_Source extract_:
Should I Buy a Fake Fir?Or is it better for the environment to cut down a real Christmas tree?


Illustration by Mark Alan Stamaty. Click image to expand.

Please help settle an argument that's threatening to tear my family apart this holiday season: What's worse for the environment, a real Christmas tree that lasts just a few weeks, or an artificial one that we can haul out every December for the next 15 years?

Crunching the numbers on this quandary is tough, if only because so much of the public information is skewed in favor of natural trees. America's Christmas tree growers have a fearsome lobby, one that's spent the past few years demonizing the artificial competition; check out this hilariously alarmist FAQ by the National Christmas Tree Association, which lambastes fake firs and pines as beetle-infested fire hazards descended from toilet brushes. (According to the San Francisco Chronicle, the NCTA started going on the attack in 2004 in response to declining sales.)

Despite its hyperbolic rhetoric, the real-trees industry makes at least one excellent point when denigrating the fakes: The needles on artificial trees are usually made from polyvinyl chloride, or PVC, which is anathema to Greenpeacers and their ilk. As the Lantern discussed two weeks back, PVC is widely reviled as a major source of dioxins. To make matters worse, cheap PVC is sometimes stabilized with lead, which can break free as harmful dust as a fake tree ages.



Growing concern over PVC has led fake-tree manufacturers to develop polyethylene needles; according to one prominent treemaker, 20 percent of artificial Christmas trees are now PE rather than PVC. But watch out for sleight of hand when it comes to "eco-friendly" fake trees; most of those 20 percent still contain PVC interior needles in order to create a fuller look.

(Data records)
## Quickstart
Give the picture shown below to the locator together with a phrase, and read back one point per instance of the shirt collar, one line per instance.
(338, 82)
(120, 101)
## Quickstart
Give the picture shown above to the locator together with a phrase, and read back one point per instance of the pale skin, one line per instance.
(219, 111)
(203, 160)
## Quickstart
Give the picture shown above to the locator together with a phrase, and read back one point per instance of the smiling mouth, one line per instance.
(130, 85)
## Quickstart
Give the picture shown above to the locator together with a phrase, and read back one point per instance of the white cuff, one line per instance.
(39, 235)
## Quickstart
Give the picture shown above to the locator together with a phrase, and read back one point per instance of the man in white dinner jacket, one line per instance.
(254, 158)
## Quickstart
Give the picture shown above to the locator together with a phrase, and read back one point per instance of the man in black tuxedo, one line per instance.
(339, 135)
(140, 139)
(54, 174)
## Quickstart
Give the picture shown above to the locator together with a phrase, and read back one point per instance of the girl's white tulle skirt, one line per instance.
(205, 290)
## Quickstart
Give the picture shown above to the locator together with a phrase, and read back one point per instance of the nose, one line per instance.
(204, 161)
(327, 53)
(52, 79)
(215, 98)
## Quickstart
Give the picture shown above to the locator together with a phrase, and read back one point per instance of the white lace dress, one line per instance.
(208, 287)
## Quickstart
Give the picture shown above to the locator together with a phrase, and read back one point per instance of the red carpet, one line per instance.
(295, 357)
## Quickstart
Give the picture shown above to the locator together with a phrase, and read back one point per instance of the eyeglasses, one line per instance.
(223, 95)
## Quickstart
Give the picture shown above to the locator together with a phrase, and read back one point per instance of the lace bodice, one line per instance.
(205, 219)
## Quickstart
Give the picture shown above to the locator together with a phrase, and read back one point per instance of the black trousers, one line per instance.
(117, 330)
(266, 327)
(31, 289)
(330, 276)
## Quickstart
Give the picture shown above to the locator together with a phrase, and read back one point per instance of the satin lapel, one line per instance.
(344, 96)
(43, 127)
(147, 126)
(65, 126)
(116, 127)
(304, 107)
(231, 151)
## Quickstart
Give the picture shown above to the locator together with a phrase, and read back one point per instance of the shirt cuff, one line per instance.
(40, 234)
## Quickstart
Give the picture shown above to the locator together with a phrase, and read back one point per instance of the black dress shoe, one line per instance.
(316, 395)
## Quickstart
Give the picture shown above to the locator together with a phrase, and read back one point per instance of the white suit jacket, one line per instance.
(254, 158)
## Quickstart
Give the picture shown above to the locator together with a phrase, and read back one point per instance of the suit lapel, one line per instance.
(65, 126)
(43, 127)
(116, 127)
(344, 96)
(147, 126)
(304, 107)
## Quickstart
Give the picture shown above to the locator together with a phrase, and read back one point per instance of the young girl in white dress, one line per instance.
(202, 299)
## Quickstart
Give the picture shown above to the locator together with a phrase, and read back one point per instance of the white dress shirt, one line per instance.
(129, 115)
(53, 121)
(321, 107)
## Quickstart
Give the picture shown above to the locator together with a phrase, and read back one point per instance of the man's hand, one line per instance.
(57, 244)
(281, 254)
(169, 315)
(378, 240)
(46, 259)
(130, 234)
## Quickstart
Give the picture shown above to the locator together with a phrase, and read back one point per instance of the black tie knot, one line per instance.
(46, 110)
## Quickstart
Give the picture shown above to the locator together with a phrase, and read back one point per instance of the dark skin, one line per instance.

_Work to complete_: Can you quote the Christmas tree article between "Despite its hyperbolic" and "a fuller look.", inclusive?

_Answer to the exercise_:
Despite its hyperbolic rhetoric, the real-trees industry makes at least one excellent point when denigrating the fakes: The needles on artificial trees are usually made from polyvinyl chloride, or PVC, which is anathema to Greenpeacers and their ilk. As the Lantern discussed two weeks back, PVC is widely reviled as a major source of dioxins. To make matters worse, cheap PVC is sometimes stabilized with lead, which can break free as harmful dust as a fake tree ages.



Growing concern over PVC has led fake-tree manufacturers to develop polyethylene needles; according to one prominent treemaker, 20 percent of artificial Christmas trees are now PE rather than PVC. But watch out for sleight of hand when it comes to "eco-friendly" fake trees; most of those 20 percent still contain PVC interior needles in order to create a fuller look.